*** RECORDS TO USE Section Begins ***
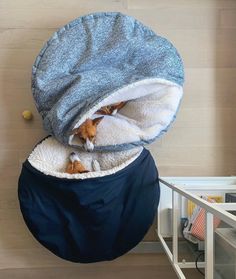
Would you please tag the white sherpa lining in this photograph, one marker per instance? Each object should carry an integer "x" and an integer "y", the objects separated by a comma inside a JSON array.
[
  {"x": 51, "y": 157},
  {"x": 151, "y": 107}
]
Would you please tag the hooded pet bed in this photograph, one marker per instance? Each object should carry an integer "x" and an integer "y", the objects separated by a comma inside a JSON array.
[
  {"x": 101, "y": 59},
  {"x": 97, "y": 60},
  {"x": 88, "y": 217}
]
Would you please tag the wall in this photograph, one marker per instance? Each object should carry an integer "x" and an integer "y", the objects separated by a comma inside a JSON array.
[{"x": 202, "y": 140}]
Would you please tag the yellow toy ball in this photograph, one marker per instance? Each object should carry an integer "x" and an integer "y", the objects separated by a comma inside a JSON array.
[{"x": 27, "y": 115}]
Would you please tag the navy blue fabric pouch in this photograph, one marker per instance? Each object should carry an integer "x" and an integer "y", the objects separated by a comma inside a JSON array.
[{"x": 94, "y": 219}]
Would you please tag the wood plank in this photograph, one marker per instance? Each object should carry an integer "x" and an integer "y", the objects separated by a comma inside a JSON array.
[
  {"x": 105, "y": 272},
  {"x": 42, "y": 18},
  {"x": 228, "y": 18},
  {"x": 60, "y": 4},
  {"x": 193, "y": 4}
]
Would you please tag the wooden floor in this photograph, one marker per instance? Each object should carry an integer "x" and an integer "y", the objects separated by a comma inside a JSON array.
[
  {"x": 201, "y": 142},
  {"x": 138, "y": 266}
]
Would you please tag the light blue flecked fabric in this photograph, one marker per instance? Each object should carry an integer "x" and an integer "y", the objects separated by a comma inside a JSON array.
[{"x": 91, "y": 57}]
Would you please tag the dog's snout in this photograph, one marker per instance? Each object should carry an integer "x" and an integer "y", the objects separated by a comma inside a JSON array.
[{"x": 89, "y": 146}]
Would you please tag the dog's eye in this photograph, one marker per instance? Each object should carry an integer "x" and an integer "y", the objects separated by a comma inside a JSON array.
[{"x": 83, "y": 139}]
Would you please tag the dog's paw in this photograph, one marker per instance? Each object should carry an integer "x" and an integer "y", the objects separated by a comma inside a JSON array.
[
  {"x": 114, "y": 112},
  {"x": 74, "y": 157},
  {"x": 96, "y": 165}
]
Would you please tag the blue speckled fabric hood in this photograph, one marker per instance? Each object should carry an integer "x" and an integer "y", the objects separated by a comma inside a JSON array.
[{"x": 91, "y": 58}]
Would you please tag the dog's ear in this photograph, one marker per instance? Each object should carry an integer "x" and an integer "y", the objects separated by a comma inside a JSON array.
[
  {"x": 75, "y": 131},
  {"x": 96, "y": 121}
]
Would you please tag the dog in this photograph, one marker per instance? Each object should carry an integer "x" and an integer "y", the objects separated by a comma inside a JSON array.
[
  {"x": 75, "y": 165},
  {"x": 87, "y": 130}
]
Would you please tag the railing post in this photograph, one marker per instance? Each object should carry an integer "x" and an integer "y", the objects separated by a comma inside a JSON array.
[
  {"x": 175, "y": 221},
  {"x": 209, "y": 245}
]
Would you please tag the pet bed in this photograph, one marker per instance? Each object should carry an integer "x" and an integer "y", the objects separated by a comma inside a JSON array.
[
  {"x": 101, "y": 59},
  {"x": 88, "y": 217},
  {"x": 93, "y": 61}
]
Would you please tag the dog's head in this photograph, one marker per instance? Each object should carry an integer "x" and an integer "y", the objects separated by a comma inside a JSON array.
[{"x": 87, "y": 132}]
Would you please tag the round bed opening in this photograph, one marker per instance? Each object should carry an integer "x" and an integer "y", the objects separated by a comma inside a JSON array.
[
  {"x": 51, "y": 157},
  {"x": 151, "y": 107}
]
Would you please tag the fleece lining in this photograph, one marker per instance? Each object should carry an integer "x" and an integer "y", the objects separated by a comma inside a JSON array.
[
  {"x": 151, "y": 107},
  {"x": 51, "y": 157}
]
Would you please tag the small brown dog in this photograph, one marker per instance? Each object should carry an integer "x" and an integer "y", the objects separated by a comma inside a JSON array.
[
  {"x": 87, "y": 131},
  {"x": 75, "y": 165}
]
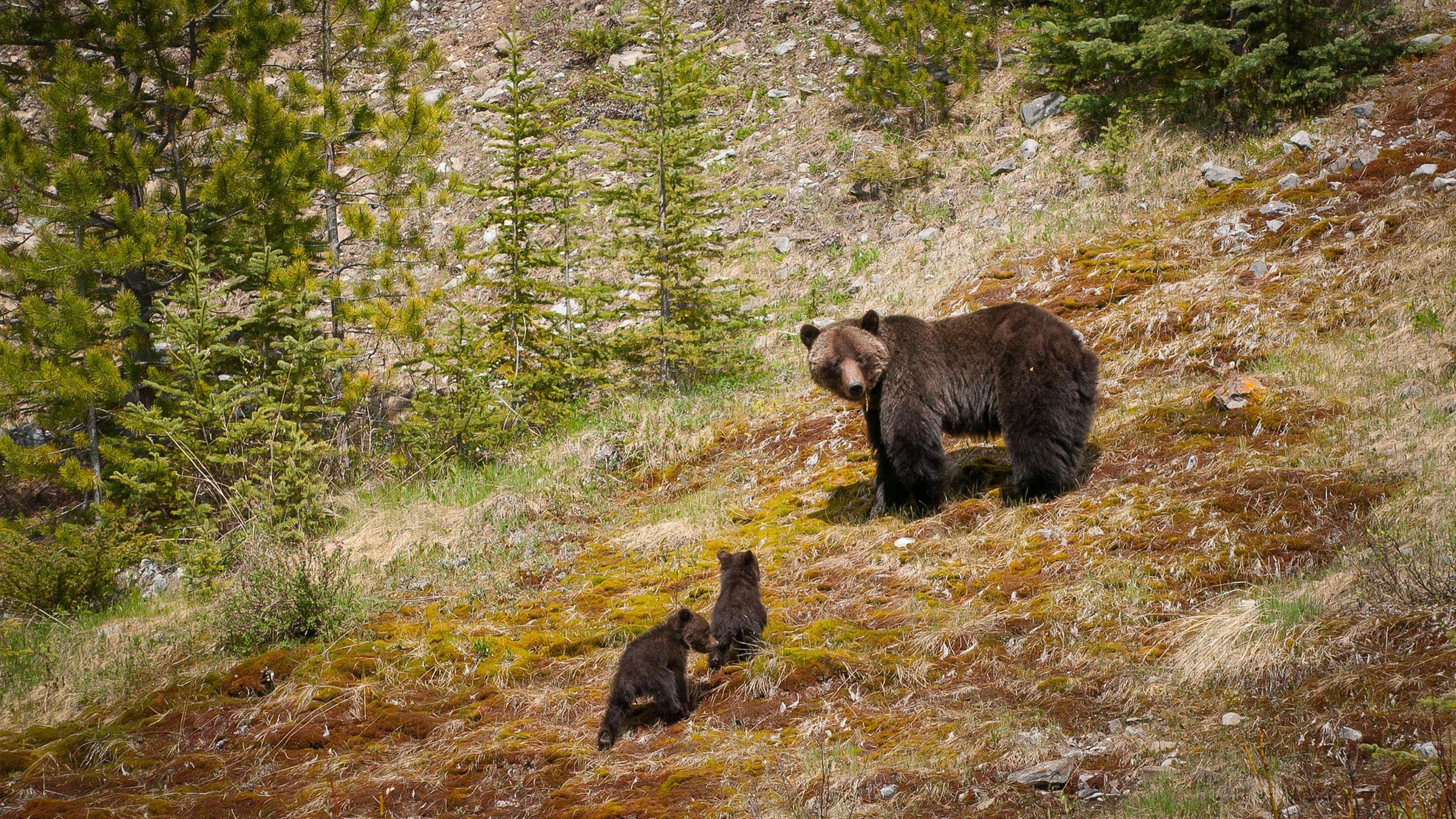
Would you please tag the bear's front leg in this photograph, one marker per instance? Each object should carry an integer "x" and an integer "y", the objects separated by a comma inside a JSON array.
[
  {"x": 889, "y": 491},
  {"x": 916, "y": 457}
]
*** RECORDS TO USE Section Ends ***
WORK TO BE COMPLETED — Only the records themselves, retyped exactly, belong in the answer; please leave all images behind.

WORKED SOLUTION —
Would you please tag the white sherpa lining in this photograph, one marker per instance? Each object should carry an integer "x" and an integer "y", the objects separated by a comma inside a JSON array.
[
  {"x": 51, "y": 157},
  {"x": 151, "y": 107}
]
Would you please tag the hooded pet bed in this photograph, one marker per instance? Each object should carry an integer "x" and an integer "y", the objects separated by a comma inside a JSON array.
[
  {"x": 101, "y": 59},
  {"x": 97, "y": 60},
  {"x": 88, "y": 217}
]
Would you please tag the wall in this photograph, one marker per instance? Each object should carry an integer "x" and an integer "y", the objects separated by a comma inside a JSON array.
[{"x": 202, "y": 140}]
Would you please tag the yellow toy ball in this photograph, one marker per instance? Each object should carry an integer "x" and an integer "y", the objects separated by a comma inside a JSON array.
[{"x": 27, "y": 115}]
Would you please tag the navy blue fabric pouch in this photograph, one marker per instance? Each object should carry an integer "x" and an integer "y", the objects separated by a comma inside a JSON array.
[{"x": 94, "y": 219}]
Would you please tag the wood plank in this photograph, one marker per instance? Each object should carry an integer "x" and an integer "y", the objects separated by a comma inside a JSON array.
[
  {"x": 105, "y": 272},
  {"x": 42, "y": 18},
  {"x": 228, "y": 18},
  {"x": 60, "y": 4},
  {"x": 193, "y": 4}
]
Would you please tag the wooden floor in this photograph, one marker per instance? Each object should carry an integer "x" and an integer "y", the objects separated by a comma inside a JSON array.
[
  {"x": 201, "y": 142},
  {"x": 138, "y": 266}
]
Would you please tag the light blue flecked fabric in this photograph, one marker per instance? Each object should carry an integer "x" and an integer "y", the objects separated by a comma inside a JSON array.
[{"x": 91, "y": 57}]
Would you please tag the dog's snout in this photograph, one marker per instance? Each object should carry an integer "x" and an integer "y", the objects separated by a comma inside a JSON array.
[{"x": 89, "y": 146}]
Would you please tag the dog's eye in this photograph, one marker per instance? Each object should carry an integer "x" and an integer "y", the objects separated by a comma inside a JSON array.
[{"x": 83, "y": 139}]
Would you please tag the dog's paw in this photograph, one marker per instance? Each object should carry an integer "x" and an integer "y", the objects separated by a comma inside a JSON array.
[
  {"x": 114, "y": 112},
  {"x": 74, "y": 157},
  {"x": 96, "y": 165}
]
Would you please tag the blue speckled fabric hood in this photograph, one marker per instance? Each object should carry an integer "x" and an integer "y", the objects separated by a comma inside a JSON array.
[{"x": 91, "y": 58}]
Would you please tag the dog's ear in this photograph, one marker per instance? Each object should carry an integer "x" and an integer "y", the objects separated by a comma inside a JSON array.
[
  {"x": 75, "y": 131},
  {"x": 96, "y": 121}
]
Would you please tag the dog in this photograph, one marker per instance? Each object should carry an integer "x" and an integer "y", the objects separated by a comma inside a JSON array.
[
  {"x": 75, "y": 165},
  {"x": 87, "y": 130}
]
Would you please tag the railing post in this photograph, one marker per instance? Each object should carry an integer "x" and an integer "y", the objects separated by a comma inside a JSON array.
[
  {"x": 175, "y": 221},
  {"x": 209, "y": 245}
]
Would you please tag the pet bed in this photograph, one marker per instance? Each object should carry an integer "x" and an integer "y", the objects separated by a comma inside a JSON array.
[
  {"x": 101, "y": 59},
  {"x": 88, "y": 217},
  {"x": 93, "y": 61}
]
Would you please tag the dog's head in this photograph, one marker per instance? Each object should carry an integer "x" and an integer "y", the objects separated by a comma inside a JSON array.
[{"x": 87, "y": 132}]
Would you please tag the round bed opening in this photograph, one marker per instance? Each object should carry an integer "x" and an integer "y", the objects separated by a comma inside a JSON array.
[
  {"x": 51, "y": 157},
  {"x": 151, "y": 107}
]
Would you please tag the fleece lining in this photograph, one marker per instance? Each object should carry an integer "x" and an integer "y", the objects separated by a comma inside a JSON array.
[
  {"x": 151, "y": 107},
  {"x": 51, "y": 157}
]
Would you please tag the small brown dog in this photograph, one marker per instance? Each object should carry an integer "x" and an integer "y", the objects separated by a comma inside a JSON array.
[
  {"x": 87, "y": 131},
  {"x": 75, "y": 165}
]
Would you please tag the bear's front leg in this photograph, one marker per instance? Each object should carry an integer "x" and an integer "y", the objects separated by a comma inside a JSON array.
[
  {"x": 889, "y": 491},
  {"x": 916, "y": 457}
]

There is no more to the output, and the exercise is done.